Dataset excerpts:

::::::::

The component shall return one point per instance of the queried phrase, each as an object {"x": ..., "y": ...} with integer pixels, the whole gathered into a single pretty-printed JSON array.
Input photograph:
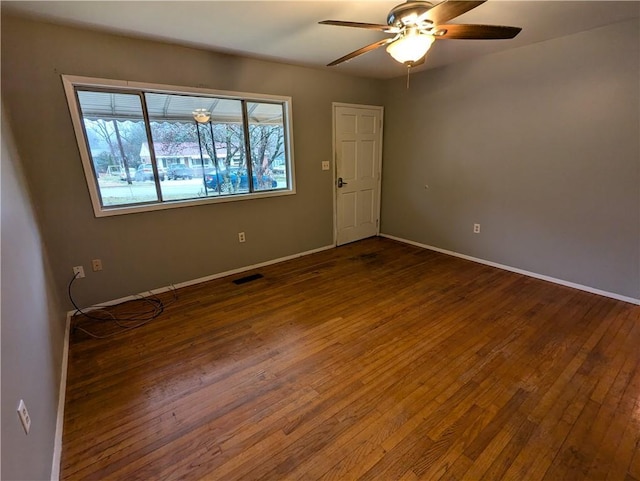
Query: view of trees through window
[{"x": 149, "y": 147}]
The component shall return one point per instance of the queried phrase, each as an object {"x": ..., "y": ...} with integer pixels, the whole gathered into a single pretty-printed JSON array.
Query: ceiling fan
[{"x": 417, "y": 24}]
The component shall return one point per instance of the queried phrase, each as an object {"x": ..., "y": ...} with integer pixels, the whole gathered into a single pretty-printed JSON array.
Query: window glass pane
[
  {"x": 195, "y": 165},
  {"x": 267, "y": 140},
  {"x": 115, "y": 135}
]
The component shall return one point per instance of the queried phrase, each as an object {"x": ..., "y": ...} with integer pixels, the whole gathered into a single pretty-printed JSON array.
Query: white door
[{"x": 358, "y": 155}]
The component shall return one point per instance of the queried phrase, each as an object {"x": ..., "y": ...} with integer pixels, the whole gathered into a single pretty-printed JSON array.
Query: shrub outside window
[{"x": 149, "y": 147}]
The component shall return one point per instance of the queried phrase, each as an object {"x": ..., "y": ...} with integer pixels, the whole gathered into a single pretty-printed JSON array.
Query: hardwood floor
[{"x": 373, "y": 361}]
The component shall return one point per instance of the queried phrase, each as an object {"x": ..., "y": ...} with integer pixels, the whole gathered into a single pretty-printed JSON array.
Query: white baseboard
[
  {"x": 57, "y": 443},
  {"x": 57, "y": 449},
  {"x": 518, "y": 271},
  {"x": 200, "y": 280}
]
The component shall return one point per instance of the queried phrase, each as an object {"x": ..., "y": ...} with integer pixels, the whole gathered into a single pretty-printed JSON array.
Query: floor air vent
[{"x": 244, "y": 280}]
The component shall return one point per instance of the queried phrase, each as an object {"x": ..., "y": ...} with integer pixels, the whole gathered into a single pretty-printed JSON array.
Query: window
[{"x": 148, "y": 147}]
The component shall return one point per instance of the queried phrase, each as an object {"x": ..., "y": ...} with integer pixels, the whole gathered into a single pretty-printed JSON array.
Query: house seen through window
[{"x": 144, "y": 150}]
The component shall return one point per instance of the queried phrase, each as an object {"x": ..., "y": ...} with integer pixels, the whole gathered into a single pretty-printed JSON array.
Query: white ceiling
[{"x": 288, "y": 32}]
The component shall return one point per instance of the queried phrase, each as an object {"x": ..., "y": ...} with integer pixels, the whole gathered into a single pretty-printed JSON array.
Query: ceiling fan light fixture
[{"x": 410, "y": 47}]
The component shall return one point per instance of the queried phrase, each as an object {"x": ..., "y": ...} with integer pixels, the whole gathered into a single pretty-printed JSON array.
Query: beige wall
[
  {"x": 136, "y": 249},
  {"x": 540, "y": 145},
  {"x": 32, "y": 329}
]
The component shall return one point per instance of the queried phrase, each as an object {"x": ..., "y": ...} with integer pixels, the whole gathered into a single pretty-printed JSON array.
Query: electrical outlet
[{"x": 23, "y": 414}]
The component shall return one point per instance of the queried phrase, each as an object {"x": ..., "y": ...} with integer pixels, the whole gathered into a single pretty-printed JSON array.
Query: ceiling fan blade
[
  {"x": 360, "y": 51},
  {"x": 475, "y": 32},
  {"x": 369, "y": 26},
  {"x": 449, "y": 9}
]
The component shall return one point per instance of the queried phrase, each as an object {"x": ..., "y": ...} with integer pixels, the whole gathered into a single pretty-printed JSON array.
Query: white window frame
[{"x": 70, "y": 82}]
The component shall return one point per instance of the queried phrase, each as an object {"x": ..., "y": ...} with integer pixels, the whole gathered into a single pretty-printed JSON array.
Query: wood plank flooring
[{"x": 373, "y": 361}]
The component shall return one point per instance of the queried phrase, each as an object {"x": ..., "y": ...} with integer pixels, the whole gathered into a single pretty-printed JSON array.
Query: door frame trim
[{"x": 334, "y": 163}]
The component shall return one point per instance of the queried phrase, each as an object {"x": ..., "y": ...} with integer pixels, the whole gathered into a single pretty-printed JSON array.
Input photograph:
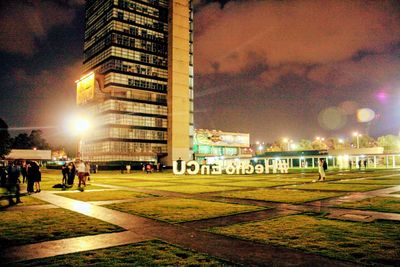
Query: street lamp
[
  {"x": 81, "y": 125},
  {"x": 288, "y": 142},
  {"x": 357, "y": 135}
]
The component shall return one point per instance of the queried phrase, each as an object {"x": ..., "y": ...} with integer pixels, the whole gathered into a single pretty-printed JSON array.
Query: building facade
[
  {"x": 213, "y": 145},
  {"x": 137, "y": 85}
]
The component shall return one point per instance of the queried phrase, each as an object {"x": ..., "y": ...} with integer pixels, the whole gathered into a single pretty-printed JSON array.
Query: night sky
[{"x": 273, "y": 69}]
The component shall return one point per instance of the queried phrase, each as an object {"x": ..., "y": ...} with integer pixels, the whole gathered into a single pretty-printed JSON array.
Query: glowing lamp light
[{"x": 81, "y": 125}]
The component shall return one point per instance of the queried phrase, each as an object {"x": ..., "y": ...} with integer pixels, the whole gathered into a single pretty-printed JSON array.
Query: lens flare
[
  {"x": 332, "y": 118},
  {"x": 365, "y": 115}
]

::::::::

What this task involves
Give back the records word for word, without their pictures.

Exercise solution
The component shall return one point per instance of the queried phrase, each as an object {"x": ..., "y": ...} with integer pixels, the whole gathered into a single pretty-printed JSON array.
Input photograph:
Query: view of trees through window
[{"x": 149, "y": 147}]
The component shall return one point per instance of the queried phrase, each as an object {"x": ..., "y": ...} with integer pixels, the whole gathered into a single pretty-printed JSON array.
Query: ceiling fan
[{"x": 417, "y": 24}]
The component shall return one point per instance of the queried phrase, each as an object {"x": ..., "y": ...} with integer pixels, the whole gathered into a single pretty-printed JSON array.
Query: window glass pane
[
  {"x": 195, "y": 165},
  {"x": 267, "y": 140},
  {"x": 115, "y": 135}
]
The component shall return one point per instance of the queried phrase, each as an object {"x": ..., "y": ...} with integer pixels, the whole gathered into a single pretty-printed JSON array.
Query: white door
[{"x": 358, "y": 155}]
The component shall return one point per instance of the queried phrase, each as an object {"x": ..., "y": ...} with integer pixels, the whole gathered into a single pretty-printed JSON array.
Query: shrub outside window
[{"x": 149, "y": 147}]
The component shall return one point per instance of the queried phrase, each as an object {"x": ..., "y": ...} with integer pixels, the whole gathered into a single pretty-printed JSON array.
Query: hardwood floor
[{"x": 373, "y": 361}]
The component shall return one point per instance of the queried phrase, each as an object {"x": ..., "y": ...} with integer pixels, the whole gathered into a single pretty-printed JSON array.
Query: white baseboard
[
  {"x": 57, "y": 443},
  {"x": 57, "y": 449},
  {"x": 518, "y": 271},
  {"x": 200, "y": 280}
]
The component shall return one point per instance of the queried phrase, each as an object {"x": ..., "y": ...} with integer pixels, the whole gathered into a single pretty-printed JSON array.
Query: floor air vent
[{"x": 244, "y": 280}]
The component shall return one point per instance of the queried phrase, each as an object {"x": ..., "y": ...} with integer pixels, the whole gathered into a single pretty-printed JSON array.
Query: window
[{"x": 148, "y": 147}]
The component shall return one point per instance of the queried phrase, each as an object {"x": ..., "y": ...} with integer pixels, the whole gathered into a single pretty-printed JSON array.
Query: house seen through window
[{"x": 144, "y": 150}]
The component shall return one point per instance of the queried phrase, each as an object {"x": ..., "y": ...} with integer pixels, the whole gathered into a single pretty-printed JSON array.
Query: white ceiling
[{"x": 288, "y": 32}]
The component shall return one point per instance of the queried phrase, each as an object {"x": ..., "y": ...} with integer pixels, the whole gathered into a single pretty-printed JSON array.
Query: ceiling fan light fixture
[{"x": 410, "y": 47}]
The component shall return one point per instance of the queried phrase, each as an object {"x": ..., "y": ...} with integer pixels, the whole gathered into a single pretty-printed JSON array.
Query: beige wall
[
  {"x": 136, "y": 249},
  {"x": 540, "y": 145},
  {"x": 32, "y": 329}
]
The component shall return one point per instance of the queried phrase, each as an object {"x": ..., "y": ...} with integer pixels, the whole gathered into a single pretty-printed JSON array.
Query: electrical outlet
[{"x": 23, "y": 414}]
The component shall return one point per instance of the queried phrase, each as an object {"x": ..., "y": ...} with integer pixels, the whole gathered into a single pretty-printed JSON array.
Query: ceiling fan blade
[
  {"x": 360, "y": 51},
  {"x": 475, "y": 32},
  {"x": 369, "y": 26},
  {"x": 449, "y": 9}
]
The component shall return one point per instance of the queried phrase, each as an object {"x": ..., "y": ...} with integer pixels, the whole gathered into a single pretty-printed JSON array.
Query: white window frame
[{"x": 70, "y": 82}]
The component shall return one point per instance of the queried phrase, each as an object {"x": ..., "y": ...} with integer pixels, the whole gathered into a single pretty-printed JSON array.
Query: wood plank flooring
[{"x": 373, "y": 361}]
The component shall return one point per instance of the queried phrase, each as an object {"x": ..., "y": ...} with integer pixels, the whole gathered into a single pretty-printed JSON array.
Query: door frame trim
[{"x": 334, "y": 163}]
The component shall return one point per instance of the queried phrase, each as an object {"x": ..., "y": ...} with integer pixels, the whole gathered into a single pretty-printed JSON array.
Input photograph:
Query: street lamp
[
  {"x": 81, "y": 125},
  {"x": 288, "y": 142},
  {"x": 357, "y": 135}
]
The component shall return one point per instance of the queried phrase, each as an object {"x": ..., "y": ...} with integer pixels, the whole gathered into a single pretty-printed JSON array.
Query: building facade
[
  {"x": 213, "y": 145},
  {"x": 137, "y": 85}
]
The component shall return one point per instance of the queried phrase, each as an object {"x": ..., "y": ...} with integer pixels, the whole gathered into a single pretty-printed JSON array.
Query: night sky
[{"x": 273, "y": 69}]
The component shall return one point per instance of the queried phrase, each as an object {"x": ..., "y": ...} with integer pixels, the whole gathered into a single pretty-printed JSON array.
Query: glowing lamp light
[{"x": 81, "y": 125}]
The component shall return one point per instance of the queried phrase, each as an object {"x": ..., "y": ...} with integer pixels, the whole gathered into a single pretty-printed JSON array.
Query: lens flare
[
  {"x": 332, "y": 118},
  {"x": 365, "y": 115}
]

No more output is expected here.